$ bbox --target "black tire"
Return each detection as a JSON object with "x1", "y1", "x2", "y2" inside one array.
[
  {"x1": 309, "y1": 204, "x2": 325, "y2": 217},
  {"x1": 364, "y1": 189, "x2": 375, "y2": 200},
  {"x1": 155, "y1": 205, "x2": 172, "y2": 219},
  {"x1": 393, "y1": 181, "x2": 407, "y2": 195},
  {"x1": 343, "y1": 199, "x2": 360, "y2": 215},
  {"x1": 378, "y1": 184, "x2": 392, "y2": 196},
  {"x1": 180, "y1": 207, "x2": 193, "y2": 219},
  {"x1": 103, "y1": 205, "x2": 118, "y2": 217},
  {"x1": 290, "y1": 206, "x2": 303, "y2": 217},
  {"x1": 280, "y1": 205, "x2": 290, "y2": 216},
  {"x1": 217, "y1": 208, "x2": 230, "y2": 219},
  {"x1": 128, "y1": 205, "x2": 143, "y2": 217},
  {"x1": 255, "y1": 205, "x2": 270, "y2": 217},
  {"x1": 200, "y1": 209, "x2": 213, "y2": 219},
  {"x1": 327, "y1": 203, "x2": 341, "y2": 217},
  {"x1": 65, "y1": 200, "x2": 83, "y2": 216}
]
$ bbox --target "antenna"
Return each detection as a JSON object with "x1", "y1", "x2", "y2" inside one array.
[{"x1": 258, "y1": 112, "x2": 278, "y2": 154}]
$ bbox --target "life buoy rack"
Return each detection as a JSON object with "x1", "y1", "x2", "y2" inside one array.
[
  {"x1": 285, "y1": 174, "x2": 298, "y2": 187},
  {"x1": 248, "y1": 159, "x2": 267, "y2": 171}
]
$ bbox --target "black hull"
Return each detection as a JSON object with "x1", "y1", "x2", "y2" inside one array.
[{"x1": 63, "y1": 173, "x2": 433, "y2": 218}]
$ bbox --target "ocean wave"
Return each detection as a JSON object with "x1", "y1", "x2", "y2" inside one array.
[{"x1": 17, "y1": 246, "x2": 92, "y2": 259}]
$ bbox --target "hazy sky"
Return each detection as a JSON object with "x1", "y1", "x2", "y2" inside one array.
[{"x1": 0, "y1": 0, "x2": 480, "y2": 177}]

-------------------------

__Problem__: Identify every line in the data above that contains the word "black", and copy each of those lines out in full.

__Problem solution__:
$ bbox --target "black tire"
$ bbox --target "black hull"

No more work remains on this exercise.